→ **Metin**:

──────────────────────────────

İhsan, Melih Bey'e çayını uzatırken:
- Ülkemizde gündemin hep yoğun olduğu şeklindeki ortak tespitimizin doğruluğunu gösterircesine üst üste gelişmeler yaşanmaya devam ediyor. Öcalan'la görüşen DEM heyeti TBMM Başkanı Numan Kurtulmuş ve MHP Genel Başkanı Devlet Bahçeli'yle görüştü. Bu konudaki görüşlerini alırız, ama öncelikle asgari ücretten sonra emekliler ve memurlarla ilgili zam oranları ile ilgili düşüncelerini alalım…
- Asgari ücret artışı yıllık yapılıyor, biliyorsunuz. Yüzde 30 artış az gibi gözükse de, gelecek yıl enflasyonda tahminin üzerinde beklenmedik bir durum olursa yeni bir düzenleme yapılabileceğini söyleyebiliriz. Memur ve memur emeklilerinin maaş artışları, sözleşmelerine ve geçen 6 aylık sürenin enflasyon oranlarına göre belirleniyor. Memur ve emekli memur maaşlarındaki artış, başka bir düzenleme olmazsa yüzde 11.54 oranında olacak. SSK ve Bağ-Kur (esnaf) emekli maaşındaki artış ise yüzde 15.75. Gerek asgari ücret ve gerekse emekli maaşları için keşke daha fazla verilseydi, denilebilir. Ancak, asgari ücret zammının istihdam kaybına ve enflasyonda ölçüsüz yükselişlere sebebiyet vermemesi gibi bazı hususlar var. Önümüzdeki yılı bir tür geçiş dönemi olarak kabul etmek ve şartların daha iyi hale gelmesini beklemek gerek galiba... Mehmet:
- Siyasi rant maksadıyla konuya olumsuz yaklaşıp, kriz havası oluşturmaya çalışanlara ne demeli?..

──────────────────────────────

→ **Veri satırları**:
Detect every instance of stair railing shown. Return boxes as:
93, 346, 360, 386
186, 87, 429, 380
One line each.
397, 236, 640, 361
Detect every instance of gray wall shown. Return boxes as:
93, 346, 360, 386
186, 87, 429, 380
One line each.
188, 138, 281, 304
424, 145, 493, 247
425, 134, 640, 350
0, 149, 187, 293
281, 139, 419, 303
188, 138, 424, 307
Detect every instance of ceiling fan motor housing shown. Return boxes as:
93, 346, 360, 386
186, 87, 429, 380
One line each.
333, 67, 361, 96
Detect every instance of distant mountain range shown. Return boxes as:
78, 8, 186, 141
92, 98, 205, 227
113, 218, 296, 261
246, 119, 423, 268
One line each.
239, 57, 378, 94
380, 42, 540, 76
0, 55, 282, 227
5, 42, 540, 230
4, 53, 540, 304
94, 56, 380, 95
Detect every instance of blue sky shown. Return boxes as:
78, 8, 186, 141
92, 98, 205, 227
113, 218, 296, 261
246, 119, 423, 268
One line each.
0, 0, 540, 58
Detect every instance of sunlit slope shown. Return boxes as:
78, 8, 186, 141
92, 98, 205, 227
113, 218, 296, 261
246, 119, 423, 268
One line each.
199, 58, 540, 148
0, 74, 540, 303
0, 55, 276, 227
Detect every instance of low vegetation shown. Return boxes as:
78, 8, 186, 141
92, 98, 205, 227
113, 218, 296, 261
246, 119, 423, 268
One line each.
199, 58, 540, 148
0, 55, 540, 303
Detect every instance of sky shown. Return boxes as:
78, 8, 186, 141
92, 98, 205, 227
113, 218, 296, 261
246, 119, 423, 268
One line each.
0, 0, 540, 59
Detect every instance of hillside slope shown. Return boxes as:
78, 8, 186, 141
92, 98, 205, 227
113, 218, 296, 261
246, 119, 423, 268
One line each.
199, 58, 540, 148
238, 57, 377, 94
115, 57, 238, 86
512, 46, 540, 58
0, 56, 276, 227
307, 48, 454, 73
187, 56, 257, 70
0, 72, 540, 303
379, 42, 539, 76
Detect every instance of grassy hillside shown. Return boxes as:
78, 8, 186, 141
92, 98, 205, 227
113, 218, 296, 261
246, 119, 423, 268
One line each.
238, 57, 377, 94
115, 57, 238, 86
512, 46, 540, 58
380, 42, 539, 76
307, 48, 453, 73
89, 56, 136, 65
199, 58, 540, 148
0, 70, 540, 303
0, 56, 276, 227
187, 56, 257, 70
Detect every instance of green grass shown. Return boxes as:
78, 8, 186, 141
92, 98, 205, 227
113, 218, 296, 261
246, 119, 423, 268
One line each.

──────────────────────────────

→ **Görev**:
Asgari ücret ve emekli zamlarını konu alan metinde adı geçen bütün kişileri geçtikleri sırayla yazın.

→ **Beklenen cevap**:
İhsan, Melih Bey, Öcalan, Numan Kurtulmuş, Devlet Bahçeli, Mehmet